● ASSIGNMENT
Every record must be output verbatim in the reply.

=====

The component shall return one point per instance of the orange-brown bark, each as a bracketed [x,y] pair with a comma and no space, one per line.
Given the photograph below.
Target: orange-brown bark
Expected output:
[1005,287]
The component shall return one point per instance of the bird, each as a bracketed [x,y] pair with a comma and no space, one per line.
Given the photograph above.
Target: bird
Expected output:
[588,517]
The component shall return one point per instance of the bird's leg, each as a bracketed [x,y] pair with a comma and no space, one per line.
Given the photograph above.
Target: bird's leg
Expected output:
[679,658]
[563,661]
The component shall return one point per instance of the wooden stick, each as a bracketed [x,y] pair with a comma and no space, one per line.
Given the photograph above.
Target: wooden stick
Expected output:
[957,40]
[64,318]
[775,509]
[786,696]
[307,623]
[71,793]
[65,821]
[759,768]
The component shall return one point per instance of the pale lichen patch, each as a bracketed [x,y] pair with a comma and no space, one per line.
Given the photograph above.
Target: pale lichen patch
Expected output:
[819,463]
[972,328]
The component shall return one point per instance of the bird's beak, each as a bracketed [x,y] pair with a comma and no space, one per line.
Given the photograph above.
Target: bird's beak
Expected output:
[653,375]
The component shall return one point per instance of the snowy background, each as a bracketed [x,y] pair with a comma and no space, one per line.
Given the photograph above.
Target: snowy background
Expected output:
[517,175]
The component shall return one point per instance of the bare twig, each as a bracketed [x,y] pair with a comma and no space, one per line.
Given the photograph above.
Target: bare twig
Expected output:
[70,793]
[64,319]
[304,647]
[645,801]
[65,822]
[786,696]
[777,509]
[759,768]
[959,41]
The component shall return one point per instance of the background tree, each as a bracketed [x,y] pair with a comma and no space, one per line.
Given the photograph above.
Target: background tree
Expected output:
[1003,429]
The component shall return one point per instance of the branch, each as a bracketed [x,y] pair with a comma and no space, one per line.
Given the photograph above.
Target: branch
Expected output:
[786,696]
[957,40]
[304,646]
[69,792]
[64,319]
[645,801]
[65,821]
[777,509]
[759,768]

=====

● ANSWER TO THIS TASK
The component shall return one point per instance of the orange-brown bark, each as a bracketed [x,y] pair with a comma and no space, one per line.
Given the photograph below.
Target: orange-brown bark
Expected output:
[1005,287]
The component shall return one point per instance of the bird, each as a bracketed [x,y] pair with a comma and no space, one per line.
Given the photograph above.
Target: bird
Expected output:
[588,517]
The component shall return one point per instance of the bird's leg, each as a bracketed [x,y] pair with a comma and no space, one per line.
Given the photograph above.
Target: bird's leg
Expected output:
[679,658]
[563,661]
The component shall return one point per instance of the wooden stick, each as a bracketed [x,y] pair with a comma and no space, one per line.
Given the photograph above.
Target: wooden stick
Expected output:
[957,40]
[64,318]
[775,509]
[786,696]
[307,623]
[71,793]
[65,821]
[759,768]
The component shall return one point per instance of the pale lichen patch, each as a bracketed [x,y] pair with a comma and no space, one per line.
Given the photograph above.
Target: pale lichen patch
Expected output:
[819,463]
[972,328]
The component shall return one point per instance of the bird's beak, each as a bracketed [x,y] pair with a comma and no space, one per line.
Given the photograph above.
Target: bird's beak
Expected output:
[653,375]
The component shall return one point per instance of the snowy background, each as a bracketed [x,y] pair with a comma and no space, one per line.
Given the photograph above.
Target: snowy background
Expected output:
[517,175]
The component shall return one point per instance of the bare twig, each as a bracketed [x,y] pair with a comma and no space, one per line.
Given the photograph above.
Target: bare twig
Expected output:
[70,793]
[64,319]
[304,647]
[645,801]
[65,822]
[786,696]
[777,509]
[759,768]
[959,41]
The component shall return one point per instance of the background tree, each as a bracketed [x,y] pair with a comma and no space, one per line.
Given the photograph above.
Target: background tree
Expected output:
[1003,429]
The component shall return one point per instance of the branch, each as a bracketed [x,y] pair with a comma and no space, one per line.
Given the photograph above.
Target: branch
Expected output:
[786,696]
[957,40]
[304,646]
[69,792]
[64,319]
[645,801]
[65,821]
[777,509]
[759,768]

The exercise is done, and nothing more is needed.